** What you will do **
Repeat the whole listing exactly as written.

** Provided data **
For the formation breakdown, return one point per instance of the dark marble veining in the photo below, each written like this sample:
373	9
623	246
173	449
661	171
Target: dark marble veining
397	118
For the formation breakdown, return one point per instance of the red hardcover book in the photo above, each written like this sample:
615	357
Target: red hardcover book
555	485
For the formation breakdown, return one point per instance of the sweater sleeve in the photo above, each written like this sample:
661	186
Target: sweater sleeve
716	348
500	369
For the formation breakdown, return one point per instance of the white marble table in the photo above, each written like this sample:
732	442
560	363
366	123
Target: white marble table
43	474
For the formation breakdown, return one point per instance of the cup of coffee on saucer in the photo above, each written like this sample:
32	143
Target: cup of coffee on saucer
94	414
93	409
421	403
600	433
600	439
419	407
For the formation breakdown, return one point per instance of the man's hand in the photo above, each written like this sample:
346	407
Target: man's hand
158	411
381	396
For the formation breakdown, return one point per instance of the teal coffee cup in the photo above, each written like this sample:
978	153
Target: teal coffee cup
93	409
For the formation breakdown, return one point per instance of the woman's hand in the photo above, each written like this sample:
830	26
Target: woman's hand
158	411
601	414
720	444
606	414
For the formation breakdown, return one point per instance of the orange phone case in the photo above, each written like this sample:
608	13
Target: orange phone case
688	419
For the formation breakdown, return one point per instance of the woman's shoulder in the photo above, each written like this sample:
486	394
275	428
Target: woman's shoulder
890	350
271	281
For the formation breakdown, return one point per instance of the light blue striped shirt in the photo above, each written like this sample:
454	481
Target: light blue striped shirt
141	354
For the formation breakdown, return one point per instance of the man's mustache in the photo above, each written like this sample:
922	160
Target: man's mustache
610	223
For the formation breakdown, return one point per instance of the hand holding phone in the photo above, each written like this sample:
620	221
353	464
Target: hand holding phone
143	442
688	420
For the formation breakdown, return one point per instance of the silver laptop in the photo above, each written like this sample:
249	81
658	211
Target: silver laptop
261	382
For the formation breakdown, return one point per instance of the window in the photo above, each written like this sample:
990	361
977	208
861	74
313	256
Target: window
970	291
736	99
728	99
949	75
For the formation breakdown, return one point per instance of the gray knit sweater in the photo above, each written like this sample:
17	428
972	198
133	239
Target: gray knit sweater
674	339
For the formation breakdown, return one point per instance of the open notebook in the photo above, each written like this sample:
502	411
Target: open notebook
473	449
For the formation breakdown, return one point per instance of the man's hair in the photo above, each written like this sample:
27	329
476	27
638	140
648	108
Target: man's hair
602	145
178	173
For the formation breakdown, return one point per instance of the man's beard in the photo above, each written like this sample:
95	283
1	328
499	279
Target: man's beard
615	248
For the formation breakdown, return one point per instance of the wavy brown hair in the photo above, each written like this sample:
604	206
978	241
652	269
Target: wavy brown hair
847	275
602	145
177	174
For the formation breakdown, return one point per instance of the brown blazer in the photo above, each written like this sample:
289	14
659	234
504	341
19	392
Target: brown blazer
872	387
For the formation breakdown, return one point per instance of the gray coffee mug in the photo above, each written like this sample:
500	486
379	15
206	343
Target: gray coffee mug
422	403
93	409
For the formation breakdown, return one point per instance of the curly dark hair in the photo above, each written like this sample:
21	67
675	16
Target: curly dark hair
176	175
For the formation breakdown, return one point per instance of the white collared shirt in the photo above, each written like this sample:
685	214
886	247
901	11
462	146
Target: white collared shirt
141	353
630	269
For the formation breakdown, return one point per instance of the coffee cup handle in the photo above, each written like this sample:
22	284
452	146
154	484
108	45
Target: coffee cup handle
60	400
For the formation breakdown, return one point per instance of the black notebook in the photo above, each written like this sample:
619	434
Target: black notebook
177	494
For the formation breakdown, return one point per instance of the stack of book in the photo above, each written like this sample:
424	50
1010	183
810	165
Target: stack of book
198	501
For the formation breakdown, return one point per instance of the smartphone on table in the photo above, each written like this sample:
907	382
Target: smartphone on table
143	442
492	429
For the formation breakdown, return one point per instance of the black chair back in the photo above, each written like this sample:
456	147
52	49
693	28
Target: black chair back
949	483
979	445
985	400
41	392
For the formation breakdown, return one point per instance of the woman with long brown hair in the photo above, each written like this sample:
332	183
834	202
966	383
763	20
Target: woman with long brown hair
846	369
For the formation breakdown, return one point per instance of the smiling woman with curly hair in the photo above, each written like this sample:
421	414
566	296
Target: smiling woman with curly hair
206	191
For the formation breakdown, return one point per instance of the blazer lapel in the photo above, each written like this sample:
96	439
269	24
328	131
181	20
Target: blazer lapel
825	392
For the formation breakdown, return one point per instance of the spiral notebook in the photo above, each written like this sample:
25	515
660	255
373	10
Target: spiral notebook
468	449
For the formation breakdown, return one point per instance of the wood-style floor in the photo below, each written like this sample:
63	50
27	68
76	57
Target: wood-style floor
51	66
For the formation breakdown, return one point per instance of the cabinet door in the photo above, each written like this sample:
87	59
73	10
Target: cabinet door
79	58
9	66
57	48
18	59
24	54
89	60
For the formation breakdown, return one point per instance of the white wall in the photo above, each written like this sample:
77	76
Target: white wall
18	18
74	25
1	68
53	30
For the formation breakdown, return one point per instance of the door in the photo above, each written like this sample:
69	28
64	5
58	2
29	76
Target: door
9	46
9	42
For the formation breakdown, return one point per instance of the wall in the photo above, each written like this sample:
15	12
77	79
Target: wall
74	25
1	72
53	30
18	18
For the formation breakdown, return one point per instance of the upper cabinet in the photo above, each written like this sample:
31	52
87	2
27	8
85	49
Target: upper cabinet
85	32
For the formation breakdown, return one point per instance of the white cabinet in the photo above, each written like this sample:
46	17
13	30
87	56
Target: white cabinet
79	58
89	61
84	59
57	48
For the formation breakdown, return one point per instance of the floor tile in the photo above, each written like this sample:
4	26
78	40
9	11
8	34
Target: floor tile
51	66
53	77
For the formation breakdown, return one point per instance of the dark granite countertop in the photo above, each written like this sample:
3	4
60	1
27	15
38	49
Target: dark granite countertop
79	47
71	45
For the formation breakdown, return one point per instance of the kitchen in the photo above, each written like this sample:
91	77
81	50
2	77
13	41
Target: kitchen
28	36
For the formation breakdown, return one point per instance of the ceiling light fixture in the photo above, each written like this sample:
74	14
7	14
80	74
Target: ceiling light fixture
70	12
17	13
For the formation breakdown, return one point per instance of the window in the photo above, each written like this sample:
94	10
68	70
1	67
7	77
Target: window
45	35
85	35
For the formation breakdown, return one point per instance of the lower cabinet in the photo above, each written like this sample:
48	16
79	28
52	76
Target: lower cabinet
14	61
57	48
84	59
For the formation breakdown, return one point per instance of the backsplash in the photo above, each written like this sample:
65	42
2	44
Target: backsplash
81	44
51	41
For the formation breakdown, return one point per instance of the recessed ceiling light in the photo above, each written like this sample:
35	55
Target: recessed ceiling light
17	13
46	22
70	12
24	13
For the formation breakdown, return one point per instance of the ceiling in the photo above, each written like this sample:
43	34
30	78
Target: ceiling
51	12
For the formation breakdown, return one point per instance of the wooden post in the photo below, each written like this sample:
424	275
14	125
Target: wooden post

** Solution for this exercise **
For the formation breakdown, return one point per instance of the dark marble veining in the photo below, each written like this sample:
373	9
623	246
173	449
661	171
Target: dark marble veining
397	118
For the formation breakdown, return one point per instance of the red hardcover book in the photo above, each written like this sample:
615	357
Target: red hardcover book
555	485
For the formation breakdown, return one point per instance of the sweater sleeve in the photo above, each written like this sample:
661	186
Target: sweater sleeve
716	348
500	369
For the formation breakdown, return one point per instance of the white marble table in the photo above, each written like this sample:
732	442
560	363
366	123
Target: white marble table
43	474
For the formation breakdown, return one point per instance of the cup of coffee on saucer in the photo above, each written like this sample:
32	143
Target: cup of coffee on saucer
94	414
93	409
421	403
600	433
600	439
419	407
For the formation breakdown, return one point per instance of the man's hand in the photo above, each written like this sample:
346	407
Target: man's hand
158	411
381	396
For the formation breakdown, return one point per instance of the teal coffee cup in the photo above, each written like this sample:
978	153
Target: teal coffee cup
93	409
For the formation breakdown, return one point per instance of the woman's hand in the photo above, each written like this sample:
830	26
Target: woman's hand
158	411
601	414
720	444
606	414
For the formation breakdown, return one point per instance of the orange phone case in the photo above, each written like this sample:
608	13
Target: orange phone case
688	419
For the formation breakdown, return one point per instance of the woman's shoulder in the photo above, each written like this sample:
486	394
275	428
Target: woman's shoulder
890	350
271	281
For the formation breakdown, return one point per instance of the light blue striped shirt in the photo above, each written like this sample:
454	481
Target: light blue striped shirt
141	354
For the formation breakdown, return one point per instance of the man's mustache in the photo above, each written like this sample:
922	160
Target: man's mustache
610	223
For the formation breakdown, return one point per instance of the hand holding phone in the photo above, each written like this sample:
620	221
353	464
Target: hand holding phone
143	442
688	420
For the formation breakdown, return one point per instance of the silver laptop in the photo above, each written like this sample:
249	81
658	211
Target: silver laptop
261	382
For the formation breakdown, return one point per instance of the window in the photo above, each written like this sample:
990	361
977	208
861	74
313	256
Target: window
970	291
736	99
728	99
949	75
For the formation breakdown, return one point per instance of the gray knit sweater in the photo above, each written like this sample:
17	428
972	198
133	239
Target: gray knit sweater
674	339
For the formation breakdown, return one point per instance of the open notebook in the photo above, each written like this sample:
502	411
Target: open notebook
473	449
For the formation breakdown, return one point per instance of the man's hair in the photo above, each written like this sample:
27	329
476	27
638	140
648	108
Target: man's hair
602	145
178	173
For the formation breakdown, return one point per instance of the man's beard in the photo above, each written like this sample:
95	283
1	328
499	279
Target: man's beard
615	248
For the formation breakdown, return one point per instance of the wavy brown hair in the photo above, each written like this sample:
604	206
978	241
652	269
Target: wavy brown hair
847	275
602	145
177	174
For the formation breakdown, return one point per instance of the brown blazer in the photo above, each written like this sample:
289	14
659	234
504	341
19	392
Target: brown blazer
872	387
For the formation breakdown, return one point per instance of the gray coffee mug in the photo above, each written like this sample:
500	486
379	15
206	343
Target: gray coffee mug
422	403
93	409
For the formation breakdown, return one point per instance of the curly dark hair in the photo above, each written like this sample:
21	67
675	16
Target: curly dark hair
176	175
For the formation breakdown, return one point per instance of the white collared shirt in the photo above, each written like this sample:
685	214
886	247
901	11
462	146
Target: white collared shirt
141	353
630	269
For the formation breakdown, return one point per instance of the coffee cup handle in the photo above, each written like this sample:
22	284
452	146
154	484
108	45
Target: coffee cup handle
60	400
For the formation breakdown, return one point per instance of the black notebook in the photo above, each written like this sample:
619	434
Target: black notebook
177	494
For the formation breakdown, return one point per instance of the stack of book in the photo above, each written like this sample:
424	50
1010	183
810	165
Target: stack of book
198	501
For the formation breakdown, return one point per instance of the smartphone on table in the photo above, each written like this sample:
907	382
Target: smartphone on table
143	442
492	429
For the formation breakdown, return one point per instance of the black chair back in the photo above, each written like this sample:
456	147
52	49
693	28
Target: black chair back
949	483
979	445
985	400
41	392
For the formation breakdown, return one point per instance of the woman with long brown hair in the photo above, each written like this sample:
332	183
834	202
966	383
763	20
Target: woman with long brown hair
846	369
For the formation breakdown, return one point per instance of the smiling woman with curly hair in the photo above, each written like this sample:
421	414
566	296
Target: smiling woman with curly hair
206	191
For the formation breakdown, return one point per instance of the blazer lapel in the photo above, each written like this sample:
96	439
269	24
328	131
181	20
Target: blazer lapel
825	392
For the formation breakdown, return one point per instance of the spiral notebook in the photo above, each written like this sample:
25	515
660	255
373	10
Target: spiral notebook
468	449
For the formation breakdown, return one point per instance of the wood-style floor in the photo below, each written like this sample:
63	50
27	68
76	57
Target: wood-style floor
51	66
For the formation breakdown, return one point per instance of the cabinet door in the photo above, each written like this sample:
87	59
73	10
Target: cabinet door
79	58
9	66
57	48
18	59
24	54
89	60
For the formation breakdown, return one point per instance of the white wall in the photo above, each written like this sample:
77	76
Target: white wall
18	18
74	25
1	68
53	30
For the formation breakdown, return one point per instance of the door in the photo above, each written like this sample:
69	28
64	5
58	2
29	76
Target: door
9	46
9	42
For the formation breakdown, return one point per instance of the wall in the photo above, each written like this sample:
15	12
77	79
Target: wall
74	25
1	72
53	30
18	18
For the formation breakdown, return one point per instance of the upper cabinet in the photo above, each written like this sample:
31	52
87	2
27	8
85	49
Target: upper cabinet
85	32
For the formation breakdown, return one point per instance of the white cabinet in the photo above, each written like this sample:
46	17
13	30
87	56
Target: white cabinet
79	58
89	61
84	59
57	48
For the formation breakdown, return one point per instance of the floor tile in the photo above, each written like this sample:
4	26
78	40
9	11
8	34
Target: floor tile
51	66
53	77
For the formation breakdown, return one point per instance of the dark granite countertop in the photo above, each written like this sample:
3	4
60	1
27	15
38	49
Target: dark granite countertop
79	47
71	45
For the formation breakdown, return one point per instance of the kitchen in the photo above, each written like this sample:
91	77
81	50
2	77
13	41
Target: kitchen
28	36
For the formation breakdown, return one point per instance of the ceiling light fixture in the photo above, each written like this sample:
74	14
7	14
80	74
Target: ceiling light fixture
70	12
17	13
For the formation breakdown, return one point per instance of the window in the photo above, each written like this sample:
94	10
68	70
1	67
7	77
Target: window
45	35
85	35
For the formation breakdown, return one point per instance of the lower cabinet in the photo above, each written like this sample:
48	16
79	28
52	76
Target: lower cabinet
14	61
57	48
84	59
For the formation breakdown, return one point per instance of the backsplash in the photo above, each written like this sample:
65	42
2	44
Target: backsplash
81	44
51	41
For the formation breakdown, return one point per instance of the recessed ceiling light in the photo above, each written like this sample:
35	55
Target: recessed ceiling light
17	13
46	22
70	12
24	13
For the formation breakdown, return one point per instance of the ceiling in the photo above, each written like this sample:
43	34
30	78
Target: ceiling
51	12
For the formation breakdown, return one point per instance of the wooden post in the photo below, each written like this sample:
424	275
14	125
Target: wooden post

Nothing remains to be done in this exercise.